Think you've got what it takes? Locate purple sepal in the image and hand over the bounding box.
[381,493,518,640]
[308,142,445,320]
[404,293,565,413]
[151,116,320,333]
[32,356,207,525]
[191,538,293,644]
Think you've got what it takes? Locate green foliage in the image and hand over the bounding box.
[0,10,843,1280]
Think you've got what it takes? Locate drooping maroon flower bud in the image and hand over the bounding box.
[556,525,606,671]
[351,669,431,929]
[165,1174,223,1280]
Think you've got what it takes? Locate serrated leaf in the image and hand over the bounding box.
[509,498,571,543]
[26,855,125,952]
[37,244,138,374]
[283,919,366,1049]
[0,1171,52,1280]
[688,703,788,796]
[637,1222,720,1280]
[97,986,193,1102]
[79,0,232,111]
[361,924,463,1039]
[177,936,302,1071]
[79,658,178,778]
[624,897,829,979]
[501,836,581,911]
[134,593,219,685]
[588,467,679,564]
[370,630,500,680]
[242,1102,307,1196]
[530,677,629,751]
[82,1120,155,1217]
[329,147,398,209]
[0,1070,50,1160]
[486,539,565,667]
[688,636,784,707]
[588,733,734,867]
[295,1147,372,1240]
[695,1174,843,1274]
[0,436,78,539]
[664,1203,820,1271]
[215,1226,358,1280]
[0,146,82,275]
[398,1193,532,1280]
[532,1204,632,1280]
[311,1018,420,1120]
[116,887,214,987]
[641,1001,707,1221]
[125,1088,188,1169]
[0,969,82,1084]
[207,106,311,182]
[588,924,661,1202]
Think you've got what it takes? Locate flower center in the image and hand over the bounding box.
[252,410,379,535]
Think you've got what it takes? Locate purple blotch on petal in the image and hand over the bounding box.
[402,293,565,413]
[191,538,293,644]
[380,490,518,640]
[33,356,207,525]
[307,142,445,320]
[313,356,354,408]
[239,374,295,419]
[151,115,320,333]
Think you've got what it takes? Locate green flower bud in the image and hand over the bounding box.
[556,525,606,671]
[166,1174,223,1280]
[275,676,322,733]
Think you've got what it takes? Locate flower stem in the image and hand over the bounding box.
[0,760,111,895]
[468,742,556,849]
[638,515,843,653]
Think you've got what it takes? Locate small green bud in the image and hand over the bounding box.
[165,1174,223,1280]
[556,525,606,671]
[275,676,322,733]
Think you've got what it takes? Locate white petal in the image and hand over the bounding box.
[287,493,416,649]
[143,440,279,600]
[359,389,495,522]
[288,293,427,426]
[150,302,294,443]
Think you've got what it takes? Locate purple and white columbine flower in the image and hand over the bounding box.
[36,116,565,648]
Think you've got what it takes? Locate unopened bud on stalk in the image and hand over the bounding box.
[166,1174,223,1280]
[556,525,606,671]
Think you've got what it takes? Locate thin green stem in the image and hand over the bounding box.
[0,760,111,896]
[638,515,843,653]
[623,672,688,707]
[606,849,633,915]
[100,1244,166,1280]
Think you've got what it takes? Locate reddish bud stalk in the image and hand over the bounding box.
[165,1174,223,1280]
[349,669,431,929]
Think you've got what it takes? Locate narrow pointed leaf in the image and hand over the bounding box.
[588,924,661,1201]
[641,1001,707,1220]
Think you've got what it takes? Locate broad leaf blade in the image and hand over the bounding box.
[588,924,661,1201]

• TASK TO COMPLETE:
Reproduce all of the data above line for line, with no changes.

• SOLUTION:
Think you've got what it takes? Locate purple sepal in the image and hand over the bounding box.
[381,493,518,640]
[308,142,445,320]
[404,293,565,413]
[151,116,320,333]
[32,356,207,525]
[191,538,293,644]
Think you've got what it takes? Locate green foliage in the image and hand over the bounding box.
[0,10,843,1280]
Think you've got what it takes? Locate drooping maroon flower bud in the image and hand over the bounding box.
[556,525,606,671]
[351,669,431,929]
[165,1174,223,1280]
Think you've got what it takes? Locate serrated leaf in the image and hand over the bounding box.
[509,498,571,543]
[26,855,125,952]
[37,244,138,374]
[283,919,366,1049]
[0,1171,52,1280]
[688,703,788,796]
[637,1222,720,1280]
[97,986,193,1102]
[79,0,232,111]
[361,924,463,1039]
[177,936,302,1071]
[79,658,178,778]
[624,897,829,979]
[501,836,581,911]
[134,593,219,685]
[588,467,679,564]
[370,630,500,680]
[242,1102,307,1196]
[530,677,629,751]
[82,1120,155,1217]
[329,147,398,209]
[0,1070,50,1160]
[486,539,565,667]
[688,636,784,707]
[588,733,734,867]
[295,1147,372,1240]
[695,1174,843,1274]
[0,436,78,539]
[664,1203,820,1271]
[215,1226,358,1280]
[0,146,82,275]
[398,1193,532,1280]
[532,1204,632,1280]
[311,1018,420,1120]
[116,887,214,987]
[641,1001,707,1221]
[125,1088,188,1169]
[0,969,82,1084]
[207,106,311,182]
[588,924,661,1202]
Think you've got what it takes? Locate flower center in the image and hand over the bounding box.
[252,410,379,535]
Think you've got what it takes? Locate purple blotch on petal in the image and hand over the bounding box.
[402,293,565,413]
[191,538,293,644]
[380,490,518,640]
[33,356,207,525]
[307,142,445,320]
[313,356,354,408]
[239,374,295,419]
[151,115,320,333]
Think you've got what it takes? Locate green flower bud in the image and hand over the bounding box.
[556,525,606,671]
[166,1174,223,1280]
[275,676,322,733]
Think you've got what it takes? Locate flower stem in the image and hand over the bounding box.
[0,760,111,895]
[468,742,556,849]
[638,515,843,653]
Think you've got what it takes? Locate small green bud in the image and hand over the bounding box.
[165,1174,223,1280]
[556,525,606,671]
[275,676,322,733]
Think you've got what it takes? Locate white petal in the image and hand over the bounding box.
[287,493,416,649]
[143,440,279,600]
[359,389,495,522]
[288,293,427,426]
[150,302,294,443]
Think you've got what it takes? Locate purple and white columbine flower in the image and hand over the bounding box.
[36,116,565,648]
Think you've got what it takes? Locate unopened bud on stalk in the image and hand over the bounding box.
[166,1174,223,1280]
[556,525,606,671]
Think you've got what it takes? Locate thin green stem in the image and hand over the bounding box.
[0,760,111,896]
[638,515,843,653]
[623,672,688,707]
[606,849,633,915]
[100,1244,166,1280]
Think you've got what it takes? Locate reddish bud stalk in the image and hand over the bounding box.
[165,1174,223,1280]
[349,669,431,929]
Think you've got what it takes? Locate narrow pointed leaf in the image and hand over the bounding box.
[588,924,661,1201]
[641,1001,707,1220]
Think you've got what it takes? Locate broad leaf blade in the image and hand over the bounding box.
[588,924,661,1201]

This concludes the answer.